Stated exercise: Extract each line below in which the word "door" appears, and reproduce those lines without alteration.

Entries shown:
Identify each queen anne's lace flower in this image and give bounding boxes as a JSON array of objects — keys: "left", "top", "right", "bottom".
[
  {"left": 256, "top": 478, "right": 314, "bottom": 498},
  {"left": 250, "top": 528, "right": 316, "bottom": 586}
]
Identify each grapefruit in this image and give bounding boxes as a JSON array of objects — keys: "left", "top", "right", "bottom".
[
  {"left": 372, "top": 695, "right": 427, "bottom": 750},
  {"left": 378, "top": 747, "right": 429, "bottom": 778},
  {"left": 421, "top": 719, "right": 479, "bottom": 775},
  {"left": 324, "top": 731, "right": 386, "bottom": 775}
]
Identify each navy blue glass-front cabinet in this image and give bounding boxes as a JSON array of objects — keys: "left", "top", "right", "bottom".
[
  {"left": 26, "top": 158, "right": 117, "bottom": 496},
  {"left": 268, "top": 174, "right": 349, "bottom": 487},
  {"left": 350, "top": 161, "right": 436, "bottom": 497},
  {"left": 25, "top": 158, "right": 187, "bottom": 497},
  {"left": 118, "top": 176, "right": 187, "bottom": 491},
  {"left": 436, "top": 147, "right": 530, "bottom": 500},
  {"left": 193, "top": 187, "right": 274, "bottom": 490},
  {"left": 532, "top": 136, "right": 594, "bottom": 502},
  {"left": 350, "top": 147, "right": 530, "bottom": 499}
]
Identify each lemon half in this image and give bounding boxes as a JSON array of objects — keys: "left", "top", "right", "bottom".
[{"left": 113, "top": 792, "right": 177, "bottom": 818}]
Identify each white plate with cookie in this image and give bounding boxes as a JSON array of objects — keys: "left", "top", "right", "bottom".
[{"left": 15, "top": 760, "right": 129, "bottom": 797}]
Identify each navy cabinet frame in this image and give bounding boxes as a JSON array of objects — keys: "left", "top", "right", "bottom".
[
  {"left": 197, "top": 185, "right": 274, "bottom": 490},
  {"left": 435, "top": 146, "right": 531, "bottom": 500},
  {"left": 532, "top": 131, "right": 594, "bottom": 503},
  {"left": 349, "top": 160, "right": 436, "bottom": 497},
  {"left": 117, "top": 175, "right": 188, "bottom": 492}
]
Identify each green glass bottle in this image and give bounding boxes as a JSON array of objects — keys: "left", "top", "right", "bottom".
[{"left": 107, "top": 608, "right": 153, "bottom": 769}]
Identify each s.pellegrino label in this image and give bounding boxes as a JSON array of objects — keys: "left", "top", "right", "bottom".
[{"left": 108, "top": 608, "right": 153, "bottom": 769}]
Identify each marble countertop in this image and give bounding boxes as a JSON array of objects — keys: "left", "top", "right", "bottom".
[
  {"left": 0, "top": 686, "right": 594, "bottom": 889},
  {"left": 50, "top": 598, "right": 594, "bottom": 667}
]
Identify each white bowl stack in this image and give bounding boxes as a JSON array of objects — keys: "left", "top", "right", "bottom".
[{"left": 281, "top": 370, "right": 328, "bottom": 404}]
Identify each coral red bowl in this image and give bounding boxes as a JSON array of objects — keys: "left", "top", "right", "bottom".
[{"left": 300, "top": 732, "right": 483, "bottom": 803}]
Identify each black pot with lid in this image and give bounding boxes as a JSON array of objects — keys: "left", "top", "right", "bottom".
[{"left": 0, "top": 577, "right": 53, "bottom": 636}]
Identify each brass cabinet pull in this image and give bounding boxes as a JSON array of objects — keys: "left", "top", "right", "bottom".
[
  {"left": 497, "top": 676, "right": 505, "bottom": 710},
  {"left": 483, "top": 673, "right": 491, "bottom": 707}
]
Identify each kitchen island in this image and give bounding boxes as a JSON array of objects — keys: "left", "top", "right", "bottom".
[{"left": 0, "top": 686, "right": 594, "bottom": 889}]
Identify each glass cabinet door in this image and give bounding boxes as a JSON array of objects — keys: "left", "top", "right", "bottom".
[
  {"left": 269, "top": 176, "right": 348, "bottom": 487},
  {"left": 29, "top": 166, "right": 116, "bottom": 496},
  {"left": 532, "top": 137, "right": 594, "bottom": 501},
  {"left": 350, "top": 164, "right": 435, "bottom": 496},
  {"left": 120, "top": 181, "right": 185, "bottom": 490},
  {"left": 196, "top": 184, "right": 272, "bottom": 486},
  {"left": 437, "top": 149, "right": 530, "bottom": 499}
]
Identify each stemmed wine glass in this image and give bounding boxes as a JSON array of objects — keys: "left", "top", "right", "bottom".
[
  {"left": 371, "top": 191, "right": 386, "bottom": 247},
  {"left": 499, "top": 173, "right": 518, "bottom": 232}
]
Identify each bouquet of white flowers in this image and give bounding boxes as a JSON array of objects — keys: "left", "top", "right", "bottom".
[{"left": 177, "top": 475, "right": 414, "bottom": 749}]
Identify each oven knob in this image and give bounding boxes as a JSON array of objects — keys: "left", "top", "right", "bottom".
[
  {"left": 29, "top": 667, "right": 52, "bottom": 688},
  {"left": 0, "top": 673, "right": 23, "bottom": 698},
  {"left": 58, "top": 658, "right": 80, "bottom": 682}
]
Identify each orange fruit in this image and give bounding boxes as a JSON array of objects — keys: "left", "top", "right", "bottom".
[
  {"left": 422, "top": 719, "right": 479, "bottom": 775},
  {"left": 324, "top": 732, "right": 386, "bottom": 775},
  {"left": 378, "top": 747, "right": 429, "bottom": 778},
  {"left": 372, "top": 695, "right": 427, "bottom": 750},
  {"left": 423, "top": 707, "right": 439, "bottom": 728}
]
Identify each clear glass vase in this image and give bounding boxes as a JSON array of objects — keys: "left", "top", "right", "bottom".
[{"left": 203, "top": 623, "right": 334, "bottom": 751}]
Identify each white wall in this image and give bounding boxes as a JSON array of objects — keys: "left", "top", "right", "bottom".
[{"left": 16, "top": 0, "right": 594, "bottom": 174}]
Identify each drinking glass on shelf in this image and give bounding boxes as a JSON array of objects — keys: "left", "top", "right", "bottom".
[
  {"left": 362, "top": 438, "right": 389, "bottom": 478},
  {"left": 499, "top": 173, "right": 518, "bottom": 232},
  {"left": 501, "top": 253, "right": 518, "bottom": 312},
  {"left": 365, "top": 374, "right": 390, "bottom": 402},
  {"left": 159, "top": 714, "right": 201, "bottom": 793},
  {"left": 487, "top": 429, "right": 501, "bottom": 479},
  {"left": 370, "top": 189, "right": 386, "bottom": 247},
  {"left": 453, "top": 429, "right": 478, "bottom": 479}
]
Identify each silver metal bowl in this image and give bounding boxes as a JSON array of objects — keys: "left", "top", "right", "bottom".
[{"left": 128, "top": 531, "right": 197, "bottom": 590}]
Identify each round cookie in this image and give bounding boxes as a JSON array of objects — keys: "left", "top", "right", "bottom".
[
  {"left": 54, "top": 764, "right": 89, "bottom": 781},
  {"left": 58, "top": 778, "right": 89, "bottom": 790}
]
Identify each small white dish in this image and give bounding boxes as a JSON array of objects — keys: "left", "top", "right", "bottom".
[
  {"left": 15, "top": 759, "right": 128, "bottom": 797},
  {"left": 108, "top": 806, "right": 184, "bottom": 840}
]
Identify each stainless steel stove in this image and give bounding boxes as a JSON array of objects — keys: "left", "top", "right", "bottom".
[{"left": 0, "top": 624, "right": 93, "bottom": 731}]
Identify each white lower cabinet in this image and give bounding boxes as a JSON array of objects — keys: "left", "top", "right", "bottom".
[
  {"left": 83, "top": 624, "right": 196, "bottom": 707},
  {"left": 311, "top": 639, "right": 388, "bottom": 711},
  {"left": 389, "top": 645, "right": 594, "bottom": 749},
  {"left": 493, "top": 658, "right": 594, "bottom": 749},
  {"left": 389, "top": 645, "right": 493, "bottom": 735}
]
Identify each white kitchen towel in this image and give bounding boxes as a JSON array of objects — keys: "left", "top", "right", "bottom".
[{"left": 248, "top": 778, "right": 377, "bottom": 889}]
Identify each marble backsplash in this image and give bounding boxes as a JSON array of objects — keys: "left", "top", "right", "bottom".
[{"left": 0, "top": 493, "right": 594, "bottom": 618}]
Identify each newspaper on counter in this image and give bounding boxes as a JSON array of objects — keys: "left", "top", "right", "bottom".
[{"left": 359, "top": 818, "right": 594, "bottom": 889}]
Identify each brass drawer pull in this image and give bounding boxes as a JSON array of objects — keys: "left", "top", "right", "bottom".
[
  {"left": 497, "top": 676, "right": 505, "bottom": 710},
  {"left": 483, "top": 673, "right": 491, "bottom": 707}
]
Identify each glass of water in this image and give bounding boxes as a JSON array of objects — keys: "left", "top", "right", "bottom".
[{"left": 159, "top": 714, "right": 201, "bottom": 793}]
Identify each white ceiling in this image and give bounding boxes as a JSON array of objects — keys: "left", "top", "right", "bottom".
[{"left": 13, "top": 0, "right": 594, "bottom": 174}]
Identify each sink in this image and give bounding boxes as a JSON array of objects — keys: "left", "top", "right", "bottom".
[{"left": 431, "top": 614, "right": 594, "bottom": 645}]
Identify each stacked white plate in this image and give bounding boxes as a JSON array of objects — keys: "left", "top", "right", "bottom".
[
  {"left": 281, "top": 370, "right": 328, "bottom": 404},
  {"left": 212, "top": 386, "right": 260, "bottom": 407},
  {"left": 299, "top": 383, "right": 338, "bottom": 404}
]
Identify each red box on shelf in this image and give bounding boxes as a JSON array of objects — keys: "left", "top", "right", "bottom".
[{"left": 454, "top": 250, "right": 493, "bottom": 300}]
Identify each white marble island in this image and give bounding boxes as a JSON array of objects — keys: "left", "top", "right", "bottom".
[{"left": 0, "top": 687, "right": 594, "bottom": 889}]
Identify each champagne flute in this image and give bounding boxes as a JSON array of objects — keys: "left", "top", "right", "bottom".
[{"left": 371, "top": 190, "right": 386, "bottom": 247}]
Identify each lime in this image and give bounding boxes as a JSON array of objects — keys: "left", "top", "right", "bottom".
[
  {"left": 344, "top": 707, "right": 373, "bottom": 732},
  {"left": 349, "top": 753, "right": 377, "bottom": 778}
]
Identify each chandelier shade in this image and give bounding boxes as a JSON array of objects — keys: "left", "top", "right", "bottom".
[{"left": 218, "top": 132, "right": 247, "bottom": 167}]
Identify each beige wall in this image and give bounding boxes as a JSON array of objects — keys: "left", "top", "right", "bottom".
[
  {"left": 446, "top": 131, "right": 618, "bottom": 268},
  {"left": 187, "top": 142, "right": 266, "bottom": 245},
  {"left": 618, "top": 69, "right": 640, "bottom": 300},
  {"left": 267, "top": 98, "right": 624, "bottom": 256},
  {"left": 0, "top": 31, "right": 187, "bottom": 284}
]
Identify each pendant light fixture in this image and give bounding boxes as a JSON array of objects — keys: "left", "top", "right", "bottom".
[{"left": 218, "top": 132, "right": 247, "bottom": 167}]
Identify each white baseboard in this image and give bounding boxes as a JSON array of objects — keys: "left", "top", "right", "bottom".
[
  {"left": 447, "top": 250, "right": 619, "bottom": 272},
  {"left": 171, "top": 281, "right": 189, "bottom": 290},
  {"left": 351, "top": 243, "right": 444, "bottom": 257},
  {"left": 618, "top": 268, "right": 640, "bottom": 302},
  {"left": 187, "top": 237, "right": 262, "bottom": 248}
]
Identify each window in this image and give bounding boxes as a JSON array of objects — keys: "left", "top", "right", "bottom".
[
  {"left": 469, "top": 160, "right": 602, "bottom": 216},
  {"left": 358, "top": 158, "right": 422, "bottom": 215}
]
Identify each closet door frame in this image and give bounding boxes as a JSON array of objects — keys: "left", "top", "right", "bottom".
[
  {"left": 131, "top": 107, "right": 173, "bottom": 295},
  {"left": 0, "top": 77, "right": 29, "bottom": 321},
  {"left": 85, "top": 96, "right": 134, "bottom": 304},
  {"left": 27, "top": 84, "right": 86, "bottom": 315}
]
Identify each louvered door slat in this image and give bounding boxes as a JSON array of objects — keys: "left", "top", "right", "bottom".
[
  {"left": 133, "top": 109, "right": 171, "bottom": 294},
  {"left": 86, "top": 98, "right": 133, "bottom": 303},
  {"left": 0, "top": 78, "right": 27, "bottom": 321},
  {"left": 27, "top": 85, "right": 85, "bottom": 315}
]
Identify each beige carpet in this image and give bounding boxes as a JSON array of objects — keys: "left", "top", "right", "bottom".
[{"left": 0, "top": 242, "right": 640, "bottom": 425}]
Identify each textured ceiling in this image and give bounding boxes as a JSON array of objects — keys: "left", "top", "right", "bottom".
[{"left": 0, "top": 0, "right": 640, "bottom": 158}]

The reply:
Identify each glass cabinet door in this image and give bounding boxes as a JSON array of objects — keys: "left", "top", "right", "bottom".
Identify each closet door frame in this image and give bounding boxes as a JSON array of objects — keys: "left", "top", "right", "bottom".
Identify each louvered door slat in this image and give bounding boxes as a JSON array of objects — keys: "left", "top", "right", "bottom".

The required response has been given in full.